Instruction: Reproduce all of the material exactly as shown.

Pointing and labeling entries:
______________________________
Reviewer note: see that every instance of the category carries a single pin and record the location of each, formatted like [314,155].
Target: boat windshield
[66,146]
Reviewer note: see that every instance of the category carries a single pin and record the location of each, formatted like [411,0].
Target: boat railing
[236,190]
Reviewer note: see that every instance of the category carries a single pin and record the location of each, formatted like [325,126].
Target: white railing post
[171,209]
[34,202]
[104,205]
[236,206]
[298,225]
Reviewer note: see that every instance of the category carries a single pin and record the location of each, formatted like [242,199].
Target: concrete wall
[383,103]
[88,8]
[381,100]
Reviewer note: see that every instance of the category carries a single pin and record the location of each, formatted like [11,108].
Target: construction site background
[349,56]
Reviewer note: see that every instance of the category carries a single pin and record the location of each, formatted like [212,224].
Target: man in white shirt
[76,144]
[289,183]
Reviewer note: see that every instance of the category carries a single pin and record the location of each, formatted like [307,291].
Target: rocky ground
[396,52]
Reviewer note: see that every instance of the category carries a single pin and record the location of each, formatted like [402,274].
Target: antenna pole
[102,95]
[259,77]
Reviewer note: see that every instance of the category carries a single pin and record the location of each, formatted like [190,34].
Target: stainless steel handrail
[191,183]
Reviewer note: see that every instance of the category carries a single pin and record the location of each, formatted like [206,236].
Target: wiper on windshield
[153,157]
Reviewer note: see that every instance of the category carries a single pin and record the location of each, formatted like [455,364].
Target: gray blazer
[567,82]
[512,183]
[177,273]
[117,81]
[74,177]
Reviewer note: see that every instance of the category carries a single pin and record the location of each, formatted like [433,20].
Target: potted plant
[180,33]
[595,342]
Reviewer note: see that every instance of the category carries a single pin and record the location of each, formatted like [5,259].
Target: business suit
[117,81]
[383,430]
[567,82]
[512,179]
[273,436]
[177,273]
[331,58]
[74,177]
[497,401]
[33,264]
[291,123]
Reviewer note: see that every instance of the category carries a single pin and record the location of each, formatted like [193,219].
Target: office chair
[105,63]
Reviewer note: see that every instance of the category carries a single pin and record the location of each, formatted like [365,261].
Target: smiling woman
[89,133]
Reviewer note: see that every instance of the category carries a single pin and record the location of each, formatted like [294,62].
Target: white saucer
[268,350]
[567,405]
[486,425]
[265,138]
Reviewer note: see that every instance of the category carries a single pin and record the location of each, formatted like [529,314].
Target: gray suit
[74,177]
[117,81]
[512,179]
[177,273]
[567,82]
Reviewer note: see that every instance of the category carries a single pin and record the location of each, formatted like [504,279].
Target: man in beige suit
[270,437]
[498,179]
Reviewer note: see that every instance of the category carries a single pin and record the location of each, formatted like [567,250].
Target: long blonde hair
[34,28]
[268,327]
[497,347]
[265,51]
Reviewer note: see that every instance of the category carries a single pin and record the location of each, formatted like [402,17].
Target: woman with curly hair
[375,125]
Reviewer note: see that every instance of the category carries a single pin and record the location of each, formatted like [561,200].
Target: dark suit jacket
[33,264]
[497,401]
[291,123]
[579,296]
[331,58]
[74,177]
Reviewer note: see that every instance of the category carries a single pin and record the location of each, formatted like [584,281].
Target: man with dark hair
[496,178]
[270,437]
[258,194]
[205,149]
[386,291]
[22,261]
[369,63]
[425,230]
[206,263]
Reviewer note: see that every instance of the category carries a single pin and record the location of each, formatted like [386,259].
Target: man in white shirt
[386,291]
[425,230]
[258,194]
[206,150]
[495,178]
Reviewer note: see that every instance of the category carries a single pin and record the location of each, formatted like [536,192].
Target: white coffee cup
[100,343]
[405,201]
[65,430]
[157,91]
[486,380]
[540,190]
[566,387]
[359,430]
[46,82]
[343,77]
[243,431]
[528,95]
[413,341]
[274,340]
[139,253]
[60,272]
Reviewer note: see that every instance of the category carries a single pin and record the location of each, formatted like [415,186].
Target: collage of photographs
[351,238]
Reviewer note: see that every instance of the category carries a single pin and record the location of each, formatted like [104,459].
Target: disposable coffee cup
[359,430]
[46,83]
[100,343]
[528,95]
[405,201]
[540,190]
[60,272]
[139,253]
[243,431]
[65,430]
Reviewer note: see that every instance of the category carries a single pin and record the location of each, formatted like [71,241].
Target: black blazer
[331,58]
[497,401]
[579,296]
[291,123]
______________________________
Task response:
Reviewer note: see that every instance of the category carries a single pin and record the location of each, formatted like [314,155].
Target: boat windshield
[66,146]
Reviewer note: see that every instance of the category carries a single pin and record the location of each, formatted like [411,0].
Target: boat railing
[236,190]
Reviewer note: see that every instance of the category carries a single pin and record the location of each, formatted like [325,126].
Target: white railing post
[171,209]
[34,202]
[104,205]
[236,206]
[298,225]
Reviewer note: see that every instance of the category carries a single pin and record the location of each, formatted like [242,199].
Target: concrete wall
[383,103]
[88,8]
[381,100]
Reviewer note: see that every instance of the category carries a single pin and record the location of each, formatted like [11,108].
Target: construction site background
[349,56]
Reviewer note: see that every instance of the category carries a single pin and record the location of each, formatted like [212,224].
Target: man in white shirt
[76,144]
[289,183]
Reviewer note: see that every instance of the category carries a single pin and record the location of each, formatted like [307,291].
Target: rocky ground
[396,52]
Reviewer note: see that every instance of the category carries a single pin and record the location of each, formatted like [402,274].
Target: antenna pole
[102,95]
[259,77]
Reviewer note: see that every instance of the category carries a single pin and record the location of each, formatted like [190,34].
Target: stainless steel handrail
[191,183]
Reviewer note: see that every instance of the category carries a single pin and record the location of each, formatted like [206,236].
Target: wiper on windshield
[153,157]
Reviewer note: see that every instance of the category carries a single pin and record the location of each, formatted like [455,364].
Target: gray blazer
[567,82]
[512,183]
[177,273]
[117,81]
[74,177]
Reviewer note: see that every instance of the category carries a single pin and record the location of each, formatted like [433,20].
Target: potted plant
[180,33]
[595,342]
Reviewer note: see that every instance of the category carries a single pin and record the location of each, formatted like [5,259].
Target: business suit
[117,81]
[383,430]
[567,82]
[512,179]
[273,436]
[177,273]
[331,58]
[74,177]
[497,401]
[33,264]
[291,123]
Reviewer note: see that every instance of the category carries a single pin and record the location of each, formatted like [193,219].
Target: office chair
[105,63]
Reviewer note: see that every instance of the category carries a single pin and record the location of each, formatted like [365,261].
Target: smiling woman
[89,133]
Reviewer note: see that every instance of the category carries a single pin and record the location of each, formatted like [294,62].
Target: white saucer
[268,350]
[567,405]
[486,425]
[265,138]
Reviewer note: see that every instance of the category carries a single pin and record the location of each, formatted like [529,314].
Target: gray suit
[74,177]
[117,81]
[512,179]
[177,273]
[567,82]
Reviewer note: see that every instance of the category carries a single pin and record the location of each, formatted like [504,279].
Target: man in beige suit
[270,437]
[498,179]
Reviewer note: see that every instance of the category carries a single pin and record the location of each, formatted like [567,250].
Target: long blonde hair
[34,28]
[268,327]
[497,347]
[265,51]
Reviewer note: see that every instance of the category carries a single pin and record the location of each, formatted like [402,17].
Target: woman with curly hair
[375,125]
Reviewer note: see that every instance of the category carries a single pin and record the location of each, formatted like [561,200].
Target: dark suit jacket
[33,264]
[497,401]
[291,123]
[579,296]
[331,58]
[74,177]
Reviewer note: see that every instance of the category carries a single pin and record the location of each, formatted like [584,281].
Target: man with dark hair
[496,178]
[270,437]
[258,194]
[205,149]
[386,291]
[22,261]
[369,63]
[425,230]
[206,263]
Reviewer note: see that every instance of the category carries a single pin and record the location of each, formatted like [386,259].
Target: man in white shirt
[386,291]
[425,230]
[258,194]
[206,150]
[495,178]
Reviewer note: see that every instance of the category carries a single pin and record the location of each, formatted like [536,192].
Target: white coffee cup
[100,343]
[405,201]
[65,430]
[157,91]
[486,380]
[540,190]
[566,387]
[359,430]
[46,82]
[343,77]
[243,431]
[528,95]
[413,341]
[274,340]
[139,253]
[60,272]
Reviewer note: see that every instance of the category carries a single pin and record the location of each, formatted like [415,186].
Target: collage of photographs
[351,238]
Reviewer note: see that every instance of the category carries a single pin and record the location of each, formatted like [104,459].
Target: disposable coffee cup
[359,430]
[46,83]
[100,343]
[528,95]
[405,201]
[540,190]
[60,272]
[139,253]
[243,431]
[65,430]
Reviewer note: see that every instance of the category carries a single pin and record the location of each, formatted like [71,241].
Target: black blazer
[331,58]
[497,401]
[579,296]
[291,123]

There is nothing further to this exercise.